Required work:
Copy out, word for word, the lines of the records below that run from the line containing "Sample: x=521, y=101." through the line containing "x=334, y=202", both included.
■ ■ ■
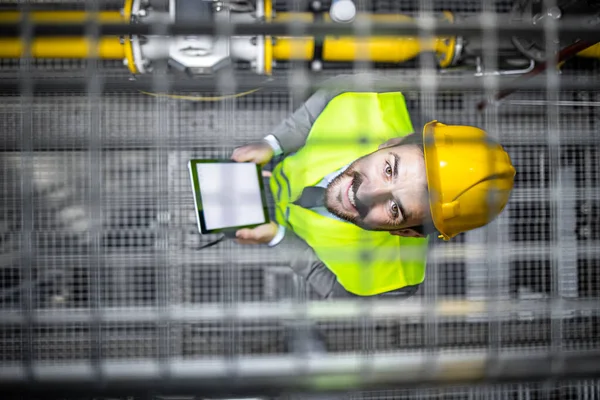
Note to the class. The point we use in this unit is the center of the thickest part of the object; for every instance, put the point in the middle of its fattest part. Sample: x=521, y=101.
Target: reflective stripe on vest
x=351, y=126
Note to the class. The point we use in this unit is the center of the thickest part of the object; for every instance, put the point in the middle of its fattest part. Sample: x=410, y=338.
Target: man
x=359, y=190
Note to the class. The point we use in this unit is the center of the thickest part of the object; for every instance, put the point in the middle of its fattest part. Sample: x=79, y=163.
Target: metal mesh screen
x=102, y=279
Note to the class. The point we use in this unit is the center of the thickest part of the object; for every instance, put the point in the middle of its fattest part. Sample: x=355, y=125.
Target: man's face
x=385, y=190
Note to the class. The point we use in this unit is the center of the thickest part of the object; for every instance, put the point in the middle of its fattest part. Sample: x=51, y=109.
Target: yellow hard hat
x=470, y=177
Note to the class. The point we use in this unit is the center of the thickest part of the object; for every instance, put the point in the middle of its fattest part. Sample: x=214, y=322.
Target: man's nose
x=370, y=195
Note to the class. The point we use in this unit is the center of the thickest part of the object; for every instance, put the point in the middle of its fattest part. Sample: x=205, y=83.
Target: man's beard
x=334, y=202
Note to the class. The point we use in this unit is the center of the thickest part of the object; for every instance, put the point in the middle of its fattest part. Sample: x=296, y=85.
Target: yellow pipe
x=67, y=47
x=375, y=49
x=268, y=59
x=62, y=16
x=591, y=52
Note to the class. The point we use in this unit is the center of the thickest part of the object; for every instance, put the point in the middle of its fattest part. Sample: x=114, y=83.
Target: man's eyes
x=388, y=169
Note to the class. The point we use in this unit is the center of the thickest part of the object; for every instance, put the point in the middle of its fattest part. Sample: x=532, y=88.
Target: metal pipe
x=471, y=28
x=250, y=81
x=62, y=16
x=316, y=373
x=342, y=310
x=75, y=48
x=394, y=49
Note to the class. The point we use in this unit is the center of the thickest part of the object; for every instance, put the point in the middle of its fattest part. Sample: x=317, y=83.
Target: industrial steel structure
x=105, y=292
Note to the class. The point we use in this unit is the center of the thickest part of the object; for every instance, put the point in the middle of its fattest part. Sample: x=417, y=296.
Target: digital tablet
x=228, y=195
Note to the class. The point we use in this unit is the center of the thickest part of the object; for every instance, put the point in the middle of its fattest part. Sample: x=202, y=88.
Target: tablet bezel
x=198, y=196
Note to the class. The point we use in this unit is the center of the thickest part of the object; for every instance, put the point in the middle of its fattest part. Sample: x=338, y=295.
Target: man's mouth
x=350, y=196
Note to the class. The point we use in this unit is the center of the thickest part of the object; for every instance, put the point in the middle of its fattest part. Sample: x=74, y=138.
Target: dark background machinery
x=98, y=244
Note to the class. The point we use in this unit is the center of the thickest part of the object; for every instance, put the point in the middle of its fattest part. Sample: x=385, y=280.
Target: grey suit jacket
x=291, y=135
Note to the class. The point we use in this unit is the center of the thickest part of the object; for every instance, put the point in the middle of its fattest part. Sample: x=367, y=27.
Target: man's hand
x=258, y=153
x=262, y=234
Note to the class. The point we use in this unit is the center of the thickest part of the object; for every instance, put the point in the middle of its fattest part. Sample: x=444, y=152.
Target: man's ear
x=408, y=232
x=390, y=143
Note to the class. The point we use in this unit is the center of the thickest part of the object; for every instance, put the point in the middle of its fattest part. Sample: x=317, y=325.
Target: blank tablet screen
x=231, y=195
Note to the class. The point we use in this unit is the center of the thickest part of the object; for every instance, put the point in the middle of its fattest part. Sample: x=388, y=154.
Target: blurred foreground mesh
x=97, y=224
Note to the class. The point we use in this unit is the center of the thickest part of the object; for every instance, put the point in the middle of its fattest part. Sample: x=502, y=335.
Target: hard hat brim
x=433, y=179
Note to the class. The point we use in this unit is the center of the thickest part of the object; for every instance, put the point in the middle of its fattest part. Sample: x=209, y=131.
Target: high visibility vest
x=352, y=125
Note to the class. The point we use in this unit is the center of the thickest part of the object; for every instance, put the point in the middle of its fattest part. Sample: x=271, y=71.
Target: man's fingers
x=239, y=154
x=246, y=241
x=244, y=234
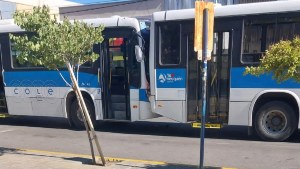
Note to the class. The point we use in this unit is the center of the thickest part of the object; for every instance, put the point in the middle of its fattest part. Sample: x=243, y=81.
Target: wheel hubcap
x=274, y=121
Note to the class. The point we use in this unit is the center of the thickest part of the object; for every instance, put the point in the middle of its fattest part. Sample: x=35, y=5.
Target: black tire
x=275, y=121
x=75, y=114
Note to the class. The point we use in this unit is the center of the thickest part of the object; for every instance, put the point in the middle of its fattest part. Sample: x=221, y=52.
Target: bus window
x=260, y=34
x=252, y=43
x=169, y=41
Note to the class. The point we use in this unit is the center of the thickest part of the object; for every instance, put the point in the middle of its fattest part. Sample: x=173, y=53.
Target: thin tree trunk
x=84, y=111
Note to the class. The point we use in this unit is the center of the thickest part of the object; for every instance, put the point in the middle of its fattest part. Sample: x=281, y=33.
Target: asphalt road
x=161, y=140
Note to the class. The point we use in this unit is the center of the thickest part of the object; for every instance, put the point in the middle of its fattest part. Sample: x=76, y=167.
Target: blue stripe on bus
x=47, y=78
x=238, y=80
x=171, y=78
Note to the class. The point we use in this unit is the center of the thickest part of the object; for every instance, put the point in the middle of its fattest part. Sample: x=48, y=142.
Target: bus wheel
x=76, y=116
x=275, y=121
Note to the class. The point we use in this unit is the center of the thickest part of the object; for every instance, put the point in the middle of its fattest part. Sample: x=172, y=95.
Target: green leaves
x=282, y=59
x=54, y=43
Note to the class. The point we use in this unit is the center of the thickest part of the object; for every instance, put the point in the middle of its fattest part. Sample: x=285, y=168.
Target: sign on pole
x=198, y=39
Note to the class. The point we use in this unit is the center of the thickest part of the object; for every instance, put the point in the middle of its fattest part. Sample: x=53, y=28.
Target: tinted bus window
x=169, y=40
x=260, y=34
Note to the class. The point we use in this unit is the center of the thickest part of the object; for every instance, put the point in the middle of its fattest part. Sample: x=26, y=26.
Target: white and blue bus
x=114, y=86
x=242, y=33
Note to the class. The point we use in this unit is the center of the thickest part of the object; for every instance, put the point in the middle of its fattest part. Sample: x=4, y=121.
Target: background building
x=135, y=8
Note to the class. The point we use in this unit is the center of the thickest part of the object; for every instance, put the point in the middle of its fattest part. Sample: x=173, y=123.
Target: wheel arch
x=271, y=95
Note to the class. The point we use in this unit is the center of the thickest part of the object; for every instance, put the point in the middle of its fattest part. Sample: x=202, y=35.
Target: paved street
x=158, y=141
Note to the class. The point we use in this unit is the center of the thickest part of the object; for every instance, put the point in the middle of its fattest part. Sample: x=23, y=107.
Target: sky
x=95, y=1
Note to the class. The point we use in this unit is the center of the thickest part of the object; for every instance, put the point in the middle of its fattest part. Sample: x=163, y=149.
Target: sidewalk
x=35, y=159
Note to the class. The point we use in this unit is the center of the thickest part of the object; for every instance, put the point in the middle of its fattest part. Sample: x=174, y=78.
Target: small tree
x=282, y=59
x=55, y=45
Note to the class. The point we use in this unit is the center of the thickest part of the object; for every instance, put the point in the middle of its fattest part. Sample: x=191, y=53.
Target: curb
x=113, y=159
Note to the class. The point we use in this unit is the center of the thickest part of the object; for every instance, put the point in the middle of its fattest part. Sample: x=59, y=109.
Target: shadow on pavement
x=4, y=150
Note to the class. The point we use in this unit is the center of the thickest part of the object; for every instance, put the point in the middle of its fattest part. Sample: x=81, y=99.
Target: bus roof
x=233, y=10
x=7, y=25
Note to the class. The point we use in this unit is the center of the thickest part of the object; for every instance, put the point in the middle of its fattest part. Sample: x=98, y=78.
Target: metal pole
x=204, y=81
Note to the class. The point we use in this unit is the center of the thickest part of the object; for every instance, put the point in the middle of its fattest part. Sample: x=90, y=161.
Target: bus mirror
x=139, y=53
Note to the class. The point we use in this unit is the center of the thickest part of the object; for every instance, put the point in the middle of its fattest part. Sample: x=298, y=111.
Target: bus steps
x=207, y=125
■ ■ ■
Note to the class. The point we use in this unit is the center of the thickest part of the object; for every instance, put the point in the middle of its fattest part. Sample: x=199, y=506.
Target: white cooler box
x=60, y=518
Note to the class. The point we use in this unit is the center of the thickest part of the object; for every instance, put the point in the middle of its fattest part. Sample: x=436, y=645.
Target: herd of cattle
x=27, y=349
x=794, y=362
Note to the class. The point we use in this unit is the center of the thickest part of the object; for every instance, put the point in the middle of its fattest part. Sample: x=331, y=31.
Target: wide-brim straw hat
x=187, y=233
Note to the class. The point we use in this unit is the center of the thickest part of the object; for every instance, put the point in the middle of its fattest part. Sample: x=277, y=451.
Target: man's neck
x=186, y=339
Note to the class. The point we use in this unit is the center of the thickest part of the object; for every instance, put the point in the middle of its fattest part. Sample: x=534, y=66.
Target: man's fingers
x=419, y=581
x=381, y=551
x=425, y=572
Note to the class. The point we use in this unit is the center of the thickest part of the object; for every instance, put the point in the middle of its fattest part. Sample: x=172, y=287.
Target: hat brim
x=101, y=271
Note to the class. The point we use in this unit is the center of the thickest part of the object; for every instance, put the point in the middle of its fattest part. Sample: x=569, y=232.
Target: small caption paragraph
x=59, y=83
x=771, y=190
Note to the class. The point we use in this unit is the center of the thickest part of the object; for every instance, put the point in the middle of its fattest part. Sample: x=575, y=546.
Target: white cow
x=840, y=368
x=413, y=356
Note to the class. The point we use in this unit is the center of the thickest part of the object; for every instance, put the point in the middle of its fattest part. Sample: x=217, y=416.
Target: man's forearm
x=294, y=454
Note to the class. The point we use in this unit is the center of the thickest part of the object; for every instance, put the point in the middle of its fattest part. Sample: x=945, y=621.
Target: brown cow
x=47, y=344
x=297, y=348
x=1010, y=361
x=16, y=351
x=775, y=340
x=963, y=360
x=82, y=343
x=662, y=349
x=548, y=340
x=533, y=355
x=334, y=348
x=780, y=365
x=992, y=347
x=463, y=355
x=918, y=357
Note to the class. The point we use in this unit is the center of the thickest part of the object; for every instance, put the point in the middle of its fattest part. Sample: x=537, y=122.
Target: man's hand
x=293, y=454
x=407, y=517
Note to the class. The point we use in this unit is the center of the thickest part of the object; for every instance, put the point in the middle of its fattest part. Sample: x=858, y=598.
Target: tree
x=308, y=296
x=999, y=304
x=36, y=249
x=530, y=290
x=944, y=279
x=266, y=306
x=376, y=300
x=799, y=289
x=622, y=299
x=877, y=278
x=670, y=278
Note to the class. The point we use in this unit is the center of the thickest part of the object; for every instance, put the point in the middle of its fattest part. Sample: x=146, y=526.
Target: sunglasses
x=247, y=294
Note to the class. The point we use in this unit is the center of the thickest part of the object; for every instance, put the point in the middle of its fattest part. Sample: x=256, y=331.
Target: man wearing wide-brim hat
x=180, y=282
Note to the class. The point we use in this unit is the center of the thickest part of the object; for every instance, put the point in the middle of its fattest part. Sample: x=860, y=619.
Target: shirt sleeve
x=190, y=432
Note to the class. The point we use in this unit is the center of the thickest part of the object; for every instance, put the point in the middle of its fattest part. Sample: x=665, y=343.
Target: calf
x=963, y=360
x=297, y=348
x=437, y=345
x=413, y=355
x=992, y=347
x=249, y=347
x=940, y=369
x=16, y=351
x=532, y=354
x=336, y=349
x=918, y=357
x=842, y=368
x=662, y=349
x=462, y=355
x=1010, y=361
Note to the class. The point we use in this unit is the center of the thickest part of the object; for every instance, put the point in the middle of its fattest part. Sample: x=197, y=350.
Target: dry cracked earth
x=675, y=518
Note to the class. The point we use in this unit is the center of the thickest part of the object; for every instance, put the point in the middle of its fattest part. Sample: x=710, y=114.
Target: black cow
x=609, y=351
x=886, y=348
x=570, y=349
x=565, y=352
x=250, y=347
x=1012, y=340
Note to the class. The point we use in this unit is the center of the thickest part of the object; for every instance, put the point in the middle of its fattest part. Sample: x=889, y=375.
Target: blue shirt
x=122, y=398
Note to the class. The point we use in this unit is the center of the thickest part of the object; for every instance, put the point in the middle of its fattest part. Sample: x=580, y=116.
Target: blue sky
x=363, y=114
■ ■ ■
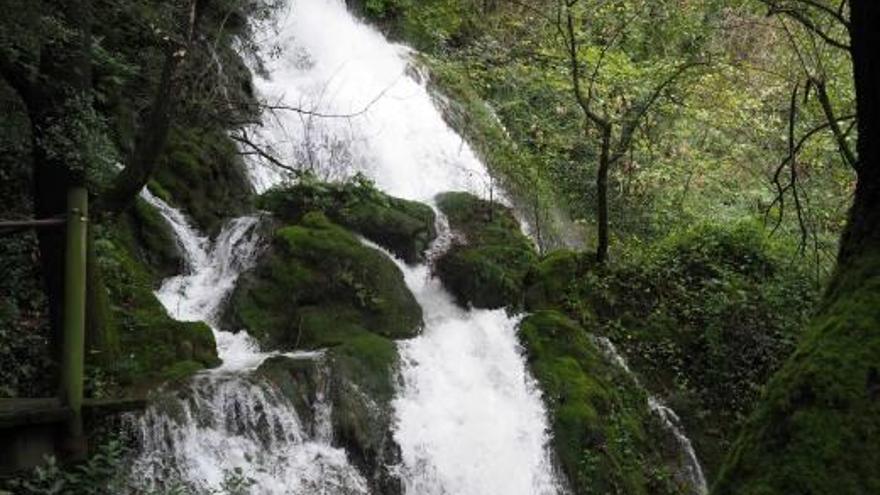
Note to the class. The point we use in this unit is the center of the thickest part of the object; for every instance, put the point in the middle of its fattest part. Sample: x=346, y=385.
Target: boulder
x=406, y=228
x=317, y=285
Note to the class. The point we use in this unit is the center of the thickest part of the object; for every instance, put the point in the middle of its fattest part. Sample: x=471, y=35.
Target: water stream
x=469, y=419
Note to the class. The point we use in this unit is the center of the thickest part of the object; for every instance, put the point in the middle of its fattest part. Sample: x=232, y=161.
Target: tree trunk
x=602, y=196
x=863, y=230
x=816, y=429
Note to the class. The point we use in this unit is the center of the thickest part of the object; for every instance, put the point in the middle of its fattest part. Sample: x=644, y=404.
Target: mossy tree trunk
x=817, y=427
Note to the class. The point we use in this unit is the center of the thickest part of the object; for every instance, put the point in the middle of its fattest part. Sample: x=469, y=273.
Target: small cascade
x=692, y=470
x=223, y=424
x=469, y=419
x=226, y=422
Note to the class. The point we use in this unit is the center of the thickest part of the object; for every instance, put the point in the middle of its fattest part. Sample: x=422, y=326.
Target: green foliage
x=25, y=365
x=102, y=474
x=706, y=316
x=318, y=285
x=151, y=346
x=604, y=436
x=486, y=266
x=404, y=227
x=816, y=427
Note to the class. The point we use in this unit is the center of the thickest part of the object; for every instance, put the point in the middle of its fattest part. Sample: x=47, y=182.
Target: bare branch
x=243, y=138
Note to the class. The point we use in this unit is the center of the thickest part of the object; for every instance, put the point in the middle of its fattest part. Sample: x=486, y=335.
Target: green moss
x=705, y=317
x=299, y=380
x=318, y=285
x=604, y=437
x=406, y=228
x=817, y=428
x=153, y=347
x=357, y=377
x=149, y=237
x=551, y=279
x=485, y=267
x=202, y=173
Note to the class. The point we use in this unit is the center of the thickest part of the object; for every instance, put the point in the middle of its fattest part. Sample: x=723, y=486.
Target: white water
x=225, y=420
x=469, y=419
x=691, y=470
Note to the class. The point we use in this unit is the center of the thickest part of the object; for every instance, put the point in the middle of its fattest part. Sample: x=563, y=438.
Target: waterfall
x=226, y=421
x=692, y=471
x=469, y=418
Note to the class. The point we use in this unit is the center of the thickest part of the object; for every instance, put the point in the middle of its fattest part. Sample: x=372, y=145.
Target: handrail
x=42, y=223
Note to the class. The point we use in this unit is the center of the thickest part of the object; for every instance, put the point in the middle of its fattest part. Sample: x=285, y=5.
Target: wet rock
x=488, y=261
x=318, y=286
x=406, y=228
■ ■ ■
Response to this task:
Note to the class. The point we use in this unit is the center of the thickest part of the object; for every instance, put the point in the middle of its fattest part. Sample: x=521, y=101.
Target: reflective stripe on vest
x=351, y=126
Note to the class. The point we use in this unit is the center of the thickest part of the object; for every instance, put the point in the middle of its fattest part. Sample: x=410, y=338.
Target: man
x=359, y=190
Note to the class. The point we use in this unit is the center of the thickest part of the object; for every instance, put the point in the middle of its fattest part. Sample: x=79, y=163.
Target: metal mesh screen
x=102, y=279
Note to the class. The point we use in this unit is the center of the thickest part of the object; for every instance, put the point in the middle of its fattest part. Sample: x=355, y=125.
Target: man's face
x=385, y=190
Note to the class. The point we use in this unit is the center of the thickest part of the object; for every instance, put the point in the middle of its fattest part. Sample: x=51, y=109.
Target: yellow hard hat
x=470, y=177
Note to the class. The point we use in this unit is the center of the thickest part of the object; for every instance, put the point in the middle of its fattest part. Sample: x=214, y=322.
Target: man's nose
x=370, y=195
Note to the class. The point we use in this unit is the center of the thickest part of the object; for every instance, put the point in the middle of its fattest part. Sample: x=205, y=83.
Target: man's beard
x=334, y=202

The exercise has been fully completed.